[Begin Stored records]
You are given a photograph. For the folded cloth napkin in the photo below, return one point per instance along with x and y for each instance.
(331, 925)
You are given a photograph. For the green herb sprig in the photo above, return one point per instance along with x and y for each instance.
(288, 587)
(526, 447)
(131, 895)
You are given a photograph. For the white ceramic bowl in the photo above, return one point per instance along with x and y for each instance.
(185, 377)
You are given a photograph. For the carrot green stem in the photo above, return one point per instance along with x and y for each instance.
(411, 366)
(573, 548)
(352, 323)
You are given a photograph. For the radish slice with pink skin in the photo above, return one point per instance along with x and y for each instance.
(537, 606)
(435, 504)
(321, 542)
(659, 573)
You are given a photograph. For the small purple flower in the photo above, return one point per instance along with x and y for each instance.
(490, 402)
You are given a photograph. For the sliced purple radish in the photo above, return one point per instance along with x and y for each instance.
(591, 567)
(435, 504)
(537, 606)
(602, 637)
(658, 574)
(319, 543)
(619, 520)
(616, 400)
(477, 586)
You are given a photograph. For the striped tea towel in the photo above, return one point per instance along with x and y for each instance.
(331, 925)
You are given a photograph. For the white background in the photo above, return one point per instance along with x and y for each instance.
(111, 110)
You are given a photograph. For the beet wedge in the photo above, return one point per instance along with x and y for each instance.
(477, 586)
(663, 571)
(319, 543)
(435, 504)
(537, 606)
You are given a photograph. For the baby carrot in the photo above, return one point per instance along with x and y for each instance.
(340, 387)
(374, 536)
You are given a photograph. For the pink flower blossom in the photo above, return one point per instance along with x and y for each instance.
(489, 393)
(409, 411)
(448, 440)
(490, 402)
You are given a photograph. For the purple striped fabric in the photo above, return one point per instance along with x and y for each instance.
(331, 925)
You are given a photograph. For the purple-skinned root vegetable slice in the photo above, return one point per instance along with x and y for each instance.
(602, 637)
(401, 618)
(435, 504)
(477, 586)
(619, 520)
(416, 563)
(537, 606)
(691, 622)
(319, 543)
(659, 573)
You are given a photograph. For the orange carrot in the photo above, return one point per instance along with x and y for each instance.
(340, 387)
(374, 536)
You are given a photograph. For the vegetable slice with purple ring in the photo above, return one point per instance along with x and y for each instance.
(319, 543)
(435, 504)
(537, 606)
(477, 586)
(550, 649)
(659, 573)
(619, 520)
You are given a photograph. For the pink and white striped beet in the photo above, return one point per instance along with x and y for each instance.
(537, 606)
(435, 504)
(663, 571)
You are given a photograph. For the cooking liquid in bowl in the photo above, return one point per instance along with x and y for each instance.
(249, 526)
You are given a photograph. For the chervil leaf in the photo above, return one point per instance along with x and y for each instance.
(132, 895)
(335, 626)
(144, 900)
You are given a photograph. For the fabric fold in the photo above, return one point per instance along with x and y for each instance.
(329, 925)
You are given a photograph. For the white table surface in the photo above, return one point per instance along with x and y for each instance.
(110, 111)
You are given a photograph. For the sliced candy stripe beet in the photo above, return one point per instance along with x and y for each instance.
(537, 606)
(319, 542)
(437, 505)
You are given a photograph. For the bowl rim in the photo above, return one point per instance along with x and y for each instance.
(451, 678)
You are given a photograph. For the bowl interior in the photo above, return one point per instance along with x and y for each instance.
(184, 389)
[End Stored records]
■ The request: Reproduce all of the material above word for word, without changing anything.

■ Completed exercise:
You are given a photograph. For the folded cloth napkin in the photo below, return one point per instance along with x and y for each instance.
(331, 925)
You are given a photograph. For the green herb sprig in the photo above, return one point per instance along with x and y for each instance.
(288, 587)
(526, 447)
(131, 895)
You are given a photograph. For the white ceramic bowl in the photo above, return one point per instance along with x and y for each instance.
(185, 377)
You are given a photograph. For the carrot green stem in the photo above, return one point per instance along with x and y for each instance.
(411, 366)
(573, 548)
(352, 323)
You are given a photograph. For the radish slice with pink skin in the photo above, return one point per instance along with x and y for each instance.
(537, 606)
(435, 504)
(321, 542)
(659, 573)
You are given a photograph. For the small purple flower in the photo above, return one point per instance along with x and y for each instance.
(490, 402)
You are given a photograph. For the sliced purple radish in the photo above, return one point per instance along with x and y for each instance.
(591, 567)
(435, 504)
(537, 606)
(602, 637)
(658, 574)
(319, 543)
(619, 520)
(616, 400)
(477, 586)
You are given a photograph. For the striped tea towel in the photo above, return one point per instance along with x and y for each instance.
(331, 925)
You are given a photograph. For the white background in the photo above, return one point per instance along with x and y for each instance.
(111, 110)
You are given a photograph. For the beet wedge in the photo above, return one point per instance along with x and y for each instance.
(477, 586)
(663, 571)
(319, 543)
(435, 504)
(537, 606)
You are given a photograph. For the baby carrot in the photo above, return one point per instance along with x and y for each instance.
(340, 387)
(374, 536)
You are given a photograph. For the pink flower blossom in the photo above, return one point per instance along with x and y for each instance.
(489, 393)
(409, 411)
(448, 440)
(490, 402)
You are given a photograph. For the purple striped fabric in the photo above, return one point per instance along with x and y for each instance.
(331, 925)
You are given a photograph. For the purple-skinned root vegetable slice in the photo above, return one point per instance along with x and y for each instance.
(602, 637)
(401, 618)
(435, 504)
(477, 586)
(619, 520)
(416, 563)
(537, 606)
(691, 622)
(319, 543)
(659, 573)
You are given a photograph. For the orange carrot in the photo above, return one point per instance along with x and y for each instance.
(340, 387)
(374, 536)
You are given a photograph. For the vegetable slice with purple ring in the photo above, return one point per instance along with x and y for each instance.
(319, 543)
(435, 504)
(537, 606)
(477, 586)
(550, 649)
(659, 573)
(619, 520)
You are given a photograph. For the pink and white striped beet in the photo above, return one point per instance along with x and y for each instance.
(537, 606)
(435, 504)
(663, 571)
You are given a photograph. For the cooking liquid in bowl in the photo above, return one point per instance along with x and y for each instance.
(249, 526)
You are given a photograph. For the chervil leaf in the photo above, return one point per instance along with x and y for each instance.
(132, 895)
(335, 626)
(144, 900)
You are given a photograph. For the fabric fold in the photo above, return one point per instance along with x and y for each instance.
(329, 925)
You are given a photograph. For the white table surface in the photo above, return one point per instance along with x and y for each instance.
(110, 111)
You are given a photograph. For the sliced candy stripe beet in the photo above, return one point per instance along with x and y for each instance.
(537, 606)
(319, 542)
(437, 505)
You are given a photograph. For the bowl rim in the photo above, return one point per instance along with x and y for each instance.
(451, 678)
You are given a photograph. For the bowl interior in the photo above, return one point per instance along with x and y for each instance.
(184, 389)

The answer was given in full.